··· Source passage

By Holly Black
“Food has become central to the precarious economy, it has become a form of social control, and, while it remains a means for great change and a source for love, community and solidarity, it has also been captured and turned against us.” - The Fife Diet
Access to food is complicated, with the recent economic crisis affecting families all over the UK. Oxfam’s 2013 report ‘Walking the Breadline’ estimates that over 500,000 people in the UK are now reliant on food aid. The Trussell Trust estimate that in 2015 over 1 million people have been helped by Trussell Trust Food Banks with at least three days’ food, including almost 400,000 children in the last year. That is a lot of people relying on food aid in the UK, showing us that the current food system is not working.
Food is a resource-commodity that has started wars and brought communities together in times of need. Everyone needs to eat, but not everyone has access to food. Yet, access to food is enshrined in the United Nation’s Universal Declaration of Human Rights in Article 25: “Everyone has the right to a standard of living adequate for the health and well-being of himself and of his family, including food”. Although, food is not as high on the list of basic human rights priorities for the United Nations as we might imagine.
From food banks to growing your own, food is political. Eating is a political act and every time we eat we make a choice. But food isn't always a simple choice - there are issues like economics, access, awareness and governmental control that affect these choices.
One challenge is convenience. We live in a society where the closest supermarket is always just around the corner. Local green grocers have died away in the past years - with only a few seeing a revival along side local farmers markets. At the few greengrocers we have left we can see local apples accompanied by bananas and pineapples. It’s about demand, ease of access and our food culture - the fact that we are simply used to having a few oranges in the fruit bowl. And you can buy pretty much anything online. From Ocado to Asda, most online food shopping takes you a step further from your farmer. The exception to this being fresh-range - a new online portal piloting in the South West using local suppliers and producers. There are some food buying groups slowly emerging, like the Open Food Network, the Real Economy and other online intiaitives like Farmdrop that are helping knit together the threads of local food and internet access to order our food.
The true cost?

······

Exercise goal - Reproduce the stretch of the article on food access from "Food is a resource-commodity" through "affect these choices.", word for word. The data bears no relation to the article above.

··· Record excerpts

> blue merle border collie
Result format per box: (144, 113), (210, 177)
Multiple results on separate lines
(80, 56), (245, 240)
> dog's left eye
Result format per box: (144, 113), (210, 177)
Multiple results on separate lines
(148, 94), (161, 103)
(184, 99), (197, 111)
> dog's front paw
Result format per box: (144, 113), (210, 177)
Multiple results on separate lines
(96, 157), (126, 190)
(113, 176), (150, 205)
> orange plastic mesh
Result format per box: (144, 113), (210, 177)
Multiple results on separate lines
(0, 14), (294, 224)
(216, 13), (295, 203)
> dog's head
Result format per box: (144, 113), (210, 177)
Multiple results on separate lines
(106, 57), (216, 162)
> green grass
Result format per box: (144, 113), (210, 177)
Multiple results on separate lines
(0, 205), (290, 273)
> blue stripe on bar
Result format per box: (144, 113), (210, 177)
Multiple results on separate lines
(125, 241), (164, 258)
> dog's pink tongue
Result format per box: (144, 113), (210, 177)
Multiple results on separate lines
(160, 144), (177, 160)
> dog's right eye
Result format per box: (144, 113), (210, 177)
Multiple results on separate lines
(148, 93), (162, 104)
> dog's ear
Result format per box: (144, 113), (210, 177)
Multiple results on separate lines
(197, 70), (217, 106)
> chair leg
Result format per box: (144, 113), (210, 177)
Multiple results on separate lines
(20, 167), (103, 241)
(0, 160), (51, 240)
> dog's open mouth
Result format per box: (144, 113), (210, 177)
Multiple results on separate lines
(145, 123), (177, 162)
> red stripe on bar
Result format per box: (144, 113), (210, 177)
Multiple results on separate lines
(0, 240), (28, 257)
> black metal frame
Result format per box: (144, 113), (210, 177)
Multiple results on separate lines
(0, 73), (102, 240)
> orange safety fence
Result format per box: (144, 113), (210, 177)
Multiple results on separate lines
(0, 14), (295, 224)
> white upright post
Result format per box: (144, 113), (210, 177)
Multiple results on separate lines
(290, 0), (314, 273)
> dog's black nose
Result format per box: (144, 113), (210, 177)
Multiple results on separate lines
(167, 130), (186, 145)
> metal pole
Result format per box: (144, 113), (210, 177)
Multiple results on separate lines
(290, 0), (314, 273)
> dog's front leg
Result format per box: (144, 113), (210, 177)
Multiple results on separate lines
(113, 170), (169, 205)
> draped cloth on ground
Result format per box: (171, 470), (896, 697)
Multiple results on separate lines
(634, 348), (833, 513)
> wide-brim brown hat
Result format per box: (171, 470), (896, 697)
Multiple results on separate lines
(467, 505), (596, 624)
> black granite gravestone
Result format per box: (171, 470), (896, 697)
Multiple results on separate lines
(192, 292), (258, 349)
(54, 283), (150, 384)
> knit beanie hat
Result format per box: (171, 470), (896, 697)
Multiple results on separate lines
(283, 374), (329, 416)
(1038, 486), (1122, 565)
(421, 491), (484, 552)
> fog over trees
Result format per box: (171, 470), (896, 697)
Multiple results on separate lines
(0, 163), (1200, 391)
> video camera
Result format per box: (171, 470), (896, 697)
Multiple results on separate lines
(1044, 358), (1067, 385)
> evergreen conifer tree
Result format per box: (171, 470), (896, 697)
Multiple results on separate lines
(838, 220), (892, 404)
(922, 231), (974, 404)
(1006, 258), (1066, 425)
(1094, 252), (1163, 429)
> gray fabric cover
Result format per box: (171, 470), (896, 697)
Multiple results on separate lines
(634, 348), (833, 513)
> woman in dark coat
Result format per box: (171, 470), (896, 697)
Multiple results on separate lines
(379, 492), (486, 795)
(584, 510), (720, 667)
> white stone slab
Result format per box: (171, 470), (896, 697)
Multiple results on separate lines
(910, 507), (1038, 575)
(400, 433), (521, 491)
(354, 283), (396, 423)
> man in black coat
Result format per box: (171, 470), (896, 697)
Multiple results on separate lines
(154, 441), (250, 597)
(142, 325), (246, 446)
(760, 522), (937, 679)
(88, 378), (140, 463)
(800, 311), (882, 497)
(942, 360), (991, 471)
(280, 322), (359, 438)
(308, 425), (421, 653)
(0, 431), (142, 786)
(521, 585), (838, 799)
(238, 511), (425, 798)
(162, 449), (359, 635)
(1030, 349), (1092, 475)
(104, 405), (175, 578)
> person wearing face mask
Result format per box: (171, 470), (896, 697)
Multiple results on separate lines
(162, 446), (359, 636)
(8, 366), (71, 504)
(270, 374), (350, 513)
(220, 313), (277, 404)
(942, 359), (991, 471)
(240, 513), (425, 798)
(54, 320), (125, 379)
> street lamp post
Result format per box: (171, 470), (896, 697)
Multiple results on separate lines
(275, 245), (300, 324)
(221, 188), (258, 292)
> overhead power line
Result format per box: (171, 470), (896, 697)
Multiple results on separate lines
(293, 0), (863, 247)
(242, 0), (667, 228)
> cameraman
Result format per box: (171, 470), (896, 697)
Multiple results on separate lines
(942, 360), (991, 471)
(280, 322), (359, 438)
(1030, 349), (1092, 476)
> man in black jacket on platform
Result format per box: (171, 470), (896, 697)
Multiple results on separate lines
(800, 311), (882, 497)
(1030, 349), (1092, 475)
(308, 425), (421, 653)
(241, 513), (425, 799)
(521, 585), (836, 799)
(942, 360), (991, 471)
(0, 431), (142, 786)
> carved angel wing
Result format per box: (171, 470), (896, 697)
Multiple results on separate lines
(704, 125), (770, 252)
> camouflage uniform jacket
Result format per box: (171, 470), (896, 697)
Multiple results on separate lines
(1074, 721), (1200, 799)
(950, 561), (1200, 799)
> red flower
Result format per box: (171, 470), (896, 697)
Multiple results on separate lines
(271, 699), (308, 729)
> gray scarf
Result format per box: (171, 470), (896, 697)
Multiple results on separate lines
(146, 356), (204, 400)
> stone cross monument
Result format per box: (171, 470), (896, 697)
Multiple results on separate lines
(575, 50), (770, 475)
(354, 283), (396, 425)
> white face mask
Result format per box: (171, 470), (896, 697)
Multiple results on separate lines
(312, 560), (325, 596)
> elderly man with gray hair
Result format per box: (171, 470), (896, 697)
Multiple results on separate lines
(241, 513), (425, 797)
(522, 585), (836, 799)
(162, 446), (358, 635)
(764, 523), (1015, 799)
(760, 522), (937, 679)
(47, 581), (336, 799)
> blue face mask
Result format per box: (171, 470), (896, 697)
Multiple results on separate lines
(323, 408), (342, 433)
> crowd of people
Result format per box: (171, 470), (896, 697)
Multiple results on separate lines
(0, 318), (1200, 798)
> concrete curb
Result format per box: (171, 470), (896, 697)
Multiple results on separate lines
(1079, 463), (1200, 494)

······

Final answer -
Food is a resource-commodity that has started wars and brought communities together in times of need. Everyone needs to eat, but not everyone has access to food. Yet, access to food is enshrined in the United Nation’s Universal Declaration of Human Rights in Article 25: “Everyone has the right to a standard of living adequate for the health and well-being of himself and of his family, including food”. Although, food is not as high on the list of basic human rights priorities for the United Nations as we might imagine.
From food banks to growing your own, food is political. Eating is a political act and every time we eat we make a choice. But food isn't always a simple choice - there are issues like economics, access, awareness and governmental control that affect these choices.